What got you started with Ivy and Bean?
I got the
idea for Ivy and Bean when my older
daughter was at the end of first grade because we sort of ran out of stuff to
read. We'd gone through Junie B. Jones and Magic Treehouse, and I thought, "Someone
needs to do something about this." And I thought, "Heck, I'm a
writer, I could write a book." I started to think about what kind of book
I'd like to read, and what kind of book my daughter would like to read. I
thought, "We could go down that fantasy path or write about the real
world, her friends, their lives." My ulterior motive is to give kids a
real laugh and serve no purpose.
One of the best things about Ivy and Bean's
friendship is how different they are, but also how well they complement each
other. Did you model their friendship on one you're familiar with yourself?
I don't
think there's really a one-to-one correlation with a single real-life person.
Ivy is in some ways a lot like my older daughter who leads with her ideas.

Information provided:
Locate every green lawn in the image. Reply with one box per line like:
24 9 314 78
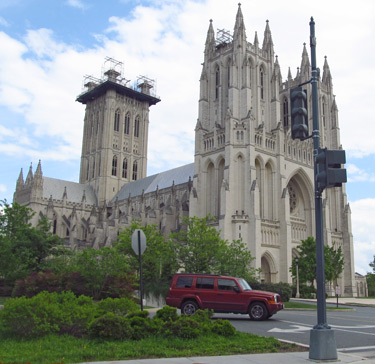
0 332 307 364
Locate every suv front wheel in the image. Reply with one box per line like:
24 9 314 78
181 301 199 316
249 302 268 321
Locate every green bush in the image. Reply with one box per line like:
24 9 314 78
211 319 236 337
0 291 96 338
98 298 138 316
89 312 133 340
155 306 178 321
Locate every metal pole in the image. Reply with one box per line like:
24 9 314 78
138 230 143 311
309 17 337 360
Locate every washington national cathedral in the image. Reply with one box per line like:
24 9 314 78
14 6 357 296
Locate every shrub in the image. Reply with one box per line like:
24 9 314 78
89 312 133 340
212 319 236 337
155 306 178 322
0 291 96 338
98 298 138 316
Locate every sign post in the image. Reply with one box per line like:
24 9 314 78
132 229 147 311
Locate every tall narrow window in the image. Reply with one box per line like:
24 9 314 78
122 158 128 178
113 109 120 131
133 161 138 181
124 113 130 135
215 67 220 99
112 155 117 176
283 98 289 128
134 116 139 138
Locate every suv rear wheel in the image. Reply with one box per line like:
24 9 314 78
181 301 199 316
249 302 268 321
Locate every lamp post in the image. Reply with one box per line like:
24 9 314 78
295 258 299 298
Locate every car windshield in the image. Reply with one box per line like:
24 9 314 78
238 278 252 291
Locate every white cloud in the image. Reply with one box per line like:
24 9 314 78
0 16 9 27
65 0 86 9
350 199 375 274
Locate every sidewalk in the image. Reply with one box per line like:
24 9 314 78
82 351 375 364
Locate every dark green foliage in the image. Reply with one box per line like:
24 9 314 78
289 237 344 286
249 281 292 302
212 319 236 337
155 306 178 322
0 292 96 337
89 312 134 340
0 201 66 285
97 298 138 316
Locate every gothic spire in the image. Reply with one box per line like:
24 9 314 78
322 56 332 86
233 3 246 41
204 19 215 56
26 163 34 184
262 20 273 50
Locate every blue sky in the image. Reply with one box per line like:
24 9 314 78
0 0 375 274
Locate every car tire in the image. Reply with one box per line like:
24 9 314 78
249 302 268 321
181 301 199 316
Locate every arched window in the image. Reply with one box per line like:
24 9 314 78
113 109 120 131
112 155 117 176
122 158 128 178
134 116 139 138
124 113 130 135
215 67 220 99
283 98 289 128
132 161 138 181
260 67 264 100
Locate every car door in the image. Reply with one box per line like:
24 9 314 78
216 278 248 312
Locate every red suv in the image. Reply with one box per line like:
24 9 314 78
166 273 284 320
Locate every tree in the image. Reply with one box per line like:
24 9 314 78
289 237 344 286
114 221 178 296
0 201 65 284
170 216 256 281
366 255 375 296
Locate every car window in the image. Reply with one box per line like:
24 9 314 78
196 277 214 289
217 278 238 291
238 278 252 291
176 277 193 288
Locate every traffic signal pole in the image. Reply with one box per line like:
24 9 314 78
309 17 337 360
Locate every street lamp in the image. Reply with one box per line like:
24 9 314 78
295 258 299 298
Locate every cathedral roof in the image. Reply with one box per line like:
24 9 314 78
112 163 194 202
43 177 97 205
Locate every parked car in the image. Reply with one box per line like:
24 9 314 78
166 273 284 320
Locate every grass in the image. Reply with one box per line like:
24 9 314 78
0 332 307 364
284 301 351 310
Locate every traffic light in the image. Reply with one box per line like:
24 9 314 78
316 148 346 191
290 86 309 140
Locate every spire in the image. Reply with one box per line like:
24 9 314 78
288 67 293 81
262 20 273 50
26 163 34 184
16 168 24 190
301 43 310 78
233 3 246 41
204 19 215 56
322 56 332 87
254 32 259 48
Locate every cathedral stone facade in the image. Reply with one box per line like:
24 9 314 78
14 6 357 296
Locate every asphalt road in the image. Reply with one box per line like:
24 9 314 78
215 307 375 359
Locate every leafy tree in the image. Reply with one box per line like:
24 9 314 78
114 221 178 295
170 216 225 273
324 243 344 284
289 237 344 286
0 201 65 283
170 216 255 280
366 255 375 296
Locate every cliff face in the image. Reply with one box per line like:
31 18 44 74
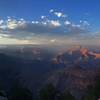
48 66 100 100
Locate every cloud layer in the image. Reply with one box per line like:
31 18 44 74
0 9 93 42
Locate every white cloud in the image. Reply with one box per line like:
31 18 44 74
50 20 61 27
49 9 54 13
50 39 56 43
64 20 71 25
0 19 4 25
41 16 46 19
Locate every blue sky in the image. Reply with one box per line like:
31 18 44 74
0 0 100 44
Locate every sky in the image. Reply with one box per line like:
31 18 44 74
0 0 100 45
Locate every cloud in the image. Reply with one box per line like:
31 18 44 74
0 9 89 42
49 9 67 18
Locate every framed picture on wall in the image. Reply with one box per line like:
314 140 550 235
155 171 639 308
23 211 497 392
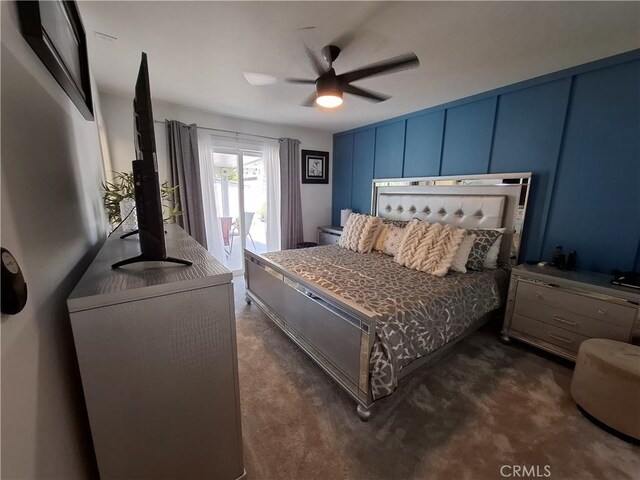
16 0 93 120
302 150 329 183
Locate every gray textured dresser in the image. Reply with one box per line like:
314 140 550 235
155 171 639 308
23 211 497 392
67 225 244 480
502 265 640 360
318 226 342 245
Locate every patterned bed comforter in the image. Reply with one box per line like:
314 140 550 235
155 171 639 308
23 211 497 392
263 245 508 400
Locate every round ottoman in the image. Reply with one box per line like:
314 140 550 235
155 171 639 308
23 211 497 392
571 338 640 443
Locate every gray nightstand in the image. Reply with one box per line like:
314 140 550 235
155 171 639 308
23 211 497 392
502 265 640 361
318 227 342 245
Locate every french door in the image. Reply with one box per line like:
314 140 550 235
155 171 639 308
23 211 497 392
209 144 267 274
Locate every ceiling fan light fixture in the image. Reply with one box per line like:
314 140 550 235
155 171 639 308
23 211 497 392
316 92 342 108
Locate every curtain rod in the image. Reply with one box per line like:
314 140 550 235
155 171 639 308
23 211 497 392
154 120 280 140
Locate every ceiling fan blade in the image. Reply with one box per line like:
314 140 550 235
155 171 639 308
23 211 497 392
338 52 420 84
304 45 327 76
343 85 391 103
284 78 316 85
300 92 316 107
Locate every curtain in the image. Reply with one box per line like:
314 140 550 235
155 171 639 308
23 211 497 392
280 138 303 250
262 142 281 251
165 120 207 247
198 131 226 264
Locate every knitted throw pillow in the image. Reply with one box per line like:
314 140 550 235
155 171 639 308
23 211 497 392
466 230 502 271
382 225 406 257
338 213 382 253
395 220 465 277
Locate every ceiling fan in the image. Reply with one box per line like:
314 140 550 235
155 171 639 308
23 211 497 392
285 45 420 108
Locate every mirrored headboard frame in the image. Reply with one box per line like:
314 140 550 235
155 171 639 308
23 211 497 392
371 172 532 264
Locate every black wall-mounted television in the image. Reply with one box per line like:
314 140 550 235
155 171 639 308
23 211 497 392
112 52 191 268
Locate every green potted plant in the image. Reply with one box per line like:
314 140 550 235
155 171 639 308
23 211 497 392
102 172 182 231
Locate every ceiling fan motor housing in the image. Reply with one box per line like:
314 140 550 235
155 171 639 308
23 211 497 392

Given exercise:
Write out the part of the Ivy and Bean interview from "One of the best" up to and including "with her ideas.".

Correct response:
One of the best things about Ivy and Bean's
friendship is how different they are, but also how well they complement each
other. Did you model their friendship on one you're familiar with yourself?
I don't
think there's really a one-to-one correlation with a single real-life person.
Ivy is in some ways a lot like my older daughter who leads with her ideas.